# WRITTEN TASK
Which lines in the entries below contain the word "garage"? Pull out each of those lines.

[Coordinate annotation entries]
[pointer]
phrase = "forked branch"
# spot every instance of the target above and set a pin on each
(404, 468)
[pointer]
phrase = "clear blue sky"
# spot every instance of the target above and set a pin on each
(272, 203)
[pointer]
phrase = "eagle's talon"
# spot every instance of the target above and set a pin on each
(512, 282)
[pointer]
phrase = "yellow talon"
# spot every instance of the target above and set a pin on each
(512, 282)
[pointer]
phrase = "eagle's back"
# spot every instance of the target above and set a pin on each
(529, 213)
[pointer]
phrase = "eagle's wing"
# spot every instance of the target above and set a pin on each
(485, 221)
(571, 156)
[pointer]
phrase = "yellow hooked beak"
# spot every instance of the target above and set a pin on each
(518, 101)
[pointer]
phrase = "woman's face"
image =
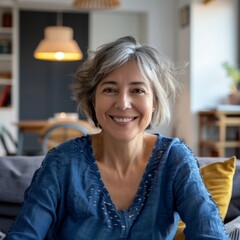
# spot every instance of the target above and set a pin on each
(124, 102)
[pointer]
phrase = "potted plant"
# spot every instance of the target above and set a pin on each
(234, 73)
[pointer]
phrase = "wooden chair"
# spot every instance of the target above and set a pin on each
(59, 132)
(6, 139)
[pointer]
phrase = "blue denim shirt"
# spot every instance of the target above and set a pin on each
(67, 198)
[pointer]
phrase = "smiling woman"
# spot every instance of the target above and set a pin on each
(121, 183)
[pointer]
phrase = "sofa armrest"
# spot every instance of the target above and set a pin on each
(233, 228)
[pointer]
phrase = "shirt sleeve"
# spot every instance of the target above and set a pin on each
(38, 211)
(195, 204)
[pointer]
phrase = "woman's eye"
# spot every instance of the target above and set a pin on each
(138, 91)
(108, 90)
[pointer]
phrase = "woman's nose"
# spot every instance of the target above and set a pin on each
(123, 101)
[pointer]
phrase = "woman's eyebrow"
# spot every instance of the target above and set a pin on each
(131, 83)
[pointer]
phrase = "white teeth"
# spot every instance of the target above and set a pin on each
(123, 119)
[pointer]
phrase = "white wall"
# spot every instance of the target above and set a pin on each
(210, 40)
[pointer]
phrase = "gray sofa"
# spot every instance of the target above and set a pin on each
(16, 174)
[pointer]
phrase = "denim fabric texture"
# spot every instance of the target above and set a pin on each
(67, 198)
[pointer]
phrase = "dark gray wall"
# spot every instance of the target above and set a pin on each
(44, 85)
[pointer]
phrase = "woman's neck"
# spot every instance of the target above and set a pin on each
(121, 156)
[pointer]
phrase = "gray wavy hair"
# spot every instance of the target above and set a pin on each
(156, 68)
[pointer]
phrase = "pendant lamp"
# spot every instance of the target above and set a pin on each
(95, 4)
(58, 45)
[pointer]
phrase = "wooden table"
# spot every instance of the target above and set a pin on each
(37, 126)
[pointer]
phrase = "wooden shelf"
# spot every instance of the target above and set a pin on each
(5, 57)
(223, 121)
(5, 81)
(6, 30)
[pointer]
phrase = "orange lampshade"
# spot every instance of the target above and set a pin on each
(58, 45)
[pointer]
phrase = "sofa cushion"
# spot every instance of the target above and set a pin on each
(218, 178)
(15, 176)
(234, 205)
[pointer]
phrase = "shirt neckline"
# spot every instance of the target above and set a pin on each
(139, 197)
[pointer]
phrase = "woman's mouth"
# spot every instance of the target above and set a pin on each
(123, 119)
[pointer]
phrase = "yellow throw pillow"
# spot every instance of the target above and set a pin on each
(218, 178)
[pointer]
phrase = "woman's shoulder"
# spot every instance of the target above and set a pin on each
(175, 149)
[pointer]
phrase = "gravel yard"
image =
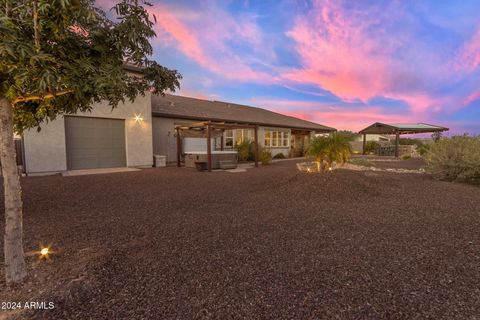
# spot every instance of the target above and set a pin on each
(269, 243)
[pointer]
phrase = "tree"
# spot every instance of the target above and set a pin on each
(326, 150)
(58, 57)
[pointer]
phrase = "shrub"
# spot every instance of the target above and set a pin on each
(265, 156)
(362, 162)
(246, 150)
(334, 148)
(371, 146)
(279, 156)
(455, 159)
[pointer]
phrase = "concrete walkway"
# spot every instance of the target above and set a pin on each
(72, 173)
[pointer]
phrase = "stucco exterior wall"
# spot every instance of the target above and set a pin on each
(45, 151)
(165, 143)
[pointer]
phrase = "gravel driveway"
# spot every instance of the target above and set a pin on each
(269, 243)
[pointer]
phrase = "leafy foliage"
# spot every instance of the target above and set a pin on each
(246, 150)
(59, 56)
(455, 159)
(371, 146)
(326, 150)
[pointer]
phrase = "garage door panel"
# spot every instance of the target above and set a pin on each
(95, 143)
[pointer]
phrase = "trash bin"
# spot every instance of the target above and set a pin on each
(160, 161)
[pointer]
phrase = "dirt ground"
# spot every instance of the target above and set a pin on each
(269, 243)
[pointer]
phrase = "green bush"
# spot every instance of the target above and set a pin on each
(371, 146)
(246, 150)
(326, 150)
(455, 159)
(265, 156)
(361, 162)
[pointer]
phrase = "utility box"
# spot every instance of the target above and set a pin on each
(160, 161)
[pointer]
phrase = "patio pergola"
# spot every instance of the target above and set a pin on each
(209, 129)
(397, 129)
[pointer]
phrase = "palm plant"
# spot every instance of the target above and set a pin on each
(318, 150)
(326, 150)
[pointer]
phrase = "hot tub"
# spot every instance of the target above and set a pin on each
(217, 156)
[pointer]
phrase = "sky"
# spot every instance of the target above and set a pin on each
(344, 64)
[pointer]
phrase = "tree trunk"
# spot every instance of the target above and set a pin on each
(15, 268)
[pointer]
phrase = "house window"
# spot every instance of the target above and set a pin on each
(228, 138)
(268, 138)
(277, 138)
(242, 135)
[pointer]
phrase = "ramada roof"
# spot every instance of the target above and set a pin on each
(172, 106)
(402, 128)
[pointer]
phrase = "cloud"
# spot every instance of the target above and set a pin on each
(362, 51)
(342, 117)
(220, 43)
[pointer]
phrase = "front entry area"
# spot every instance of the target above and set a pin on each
(94, 142)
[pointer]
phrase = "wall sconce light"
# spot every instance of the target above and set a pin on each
(138, 118)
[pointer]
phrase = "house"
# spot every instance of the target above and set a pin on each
(129, 135)
(276, 132)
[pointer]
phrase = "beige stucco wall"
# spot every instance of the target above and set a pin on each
(45, 151)
(164, 141)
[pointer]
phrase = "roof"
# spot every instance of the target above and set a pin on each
(402, 128)
(172, 106)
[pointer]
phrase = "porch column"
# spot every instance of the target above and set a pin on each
(364, 143)
(397, 142)
(209, 148)
(179, 147)
(256, 145)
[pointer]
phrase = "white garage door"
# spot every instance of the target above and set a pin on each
(94, 143)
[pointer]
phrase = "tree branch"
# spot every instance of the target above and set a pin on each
(45, 97)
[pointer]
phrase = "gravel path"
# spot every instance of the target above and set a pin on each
(269, 243)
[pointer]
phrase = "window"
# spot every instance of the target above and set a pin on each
(277, 138)
(242, 135)
(268, 138)
(228, 138)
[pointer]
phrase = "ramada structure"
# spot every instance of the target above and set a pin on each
(397, 129)
(131, 134)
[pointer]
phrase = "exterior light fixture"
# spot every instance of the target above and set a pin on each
(45, 253)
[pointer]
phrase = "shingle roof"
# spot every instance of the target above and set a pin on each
(387, 128)
(196, 109)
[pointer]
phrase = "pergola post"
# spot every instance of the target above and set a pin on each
(179, 147)
(256, 145)
(209, 148)
(364, 143)
(397, 142)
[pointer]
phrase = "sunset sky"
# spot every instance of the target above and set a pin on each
(342, 64)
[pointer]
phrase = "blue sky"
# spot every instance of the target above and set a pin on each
(345, 64)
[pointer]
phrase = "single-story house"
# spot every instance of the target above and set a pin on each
(129, 135)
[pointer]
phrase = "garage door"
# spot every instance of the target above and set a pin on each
(94, 143)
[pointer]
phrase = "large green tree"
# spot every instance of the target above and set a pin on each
(59, 57)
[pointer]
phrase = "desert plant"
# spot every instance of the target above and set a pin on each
(279, 156)
(455, 159)
(361, 162)
(326, 150)
(246, 150)
(265, 156)
(371, 146)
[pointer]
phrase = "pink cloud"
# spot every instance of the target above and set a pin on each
(203, 34)
(340, 117)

# SOLUTION
phrase = "garage door panel"
phrase = "white garage door"
phrase = "garage door"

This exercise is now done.